Dataset items

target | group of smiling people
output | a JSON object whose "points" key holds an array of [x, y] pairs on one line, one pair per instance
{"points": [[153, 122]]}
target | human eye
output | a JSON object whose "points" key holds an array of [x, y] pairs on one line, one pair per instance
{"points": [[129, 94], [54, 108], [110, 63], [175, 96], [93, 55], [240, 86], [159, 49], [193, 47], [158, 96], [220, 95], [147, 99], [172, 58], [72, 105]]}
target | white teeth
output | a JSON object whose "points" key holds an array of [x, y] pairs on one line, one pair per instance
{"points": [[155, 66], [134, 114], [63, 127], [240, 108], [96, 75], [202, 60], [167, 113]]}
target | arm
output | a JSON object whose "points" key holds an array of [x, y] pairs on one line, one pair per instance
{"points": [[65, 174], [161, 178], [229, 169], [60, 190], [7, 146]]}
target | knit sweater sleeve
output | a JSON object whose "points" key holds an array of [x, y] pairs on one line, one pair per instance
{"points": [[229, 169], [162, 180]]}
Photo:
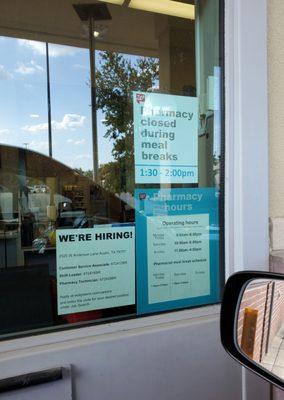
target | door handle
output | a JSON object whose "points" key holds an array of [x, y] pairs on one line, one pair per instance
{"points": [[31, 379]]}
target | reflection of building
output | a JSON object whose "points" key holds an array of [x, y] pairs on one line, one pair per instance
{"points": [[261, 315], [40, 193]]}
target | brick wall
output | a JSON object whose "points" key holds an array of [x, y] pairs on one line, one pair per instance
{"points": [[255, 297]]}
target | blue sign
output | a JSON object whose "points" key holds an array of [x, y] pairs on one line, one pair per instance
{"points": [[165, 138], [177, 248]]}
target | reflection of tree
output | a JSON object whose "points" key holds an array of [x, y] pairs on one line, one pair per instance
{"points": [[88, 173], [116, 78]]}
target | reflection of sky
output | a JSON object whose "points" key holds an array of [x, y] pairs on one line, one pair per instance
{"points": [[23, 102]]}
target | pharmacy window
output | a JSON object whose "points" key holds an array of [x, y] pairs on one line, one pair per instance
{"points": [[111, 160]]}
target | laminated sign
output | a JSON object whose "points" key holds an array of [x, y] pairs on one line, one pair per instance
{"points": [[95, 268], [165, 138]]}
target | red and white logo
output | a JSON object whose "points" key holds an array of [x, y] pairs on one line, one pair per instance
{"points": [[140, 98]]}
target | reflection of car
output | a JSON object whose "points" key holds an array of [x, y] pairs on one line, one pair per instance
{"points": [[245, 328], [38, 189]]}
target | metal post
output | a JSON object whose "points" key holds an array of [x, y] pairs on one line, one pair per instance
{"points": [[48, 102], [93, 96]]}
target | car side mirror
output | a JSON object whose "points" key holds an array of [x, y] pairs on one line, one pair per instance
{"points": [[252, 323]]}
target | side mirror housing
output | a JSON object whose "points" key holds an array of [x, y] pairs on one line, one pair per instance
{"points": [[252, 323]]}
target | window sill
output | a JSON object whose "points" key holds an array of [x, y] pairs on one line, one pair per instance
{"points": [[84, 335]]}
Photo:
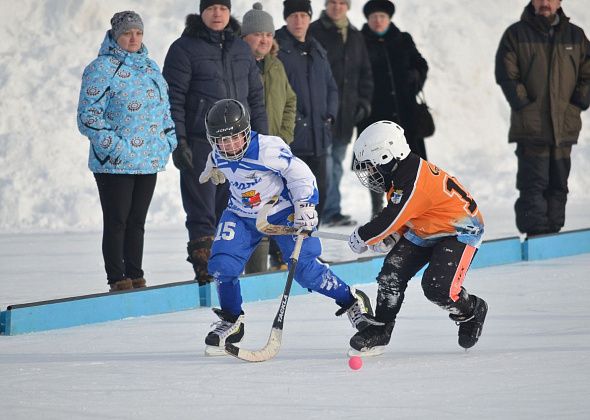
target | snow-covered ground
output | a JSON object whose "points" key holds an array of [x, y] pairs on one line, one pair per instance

● **Task requirements**:
From the records above, pull out every line containing the word "mirror".

● **Output for this task**:
target | car side mirror
target | side mirror housing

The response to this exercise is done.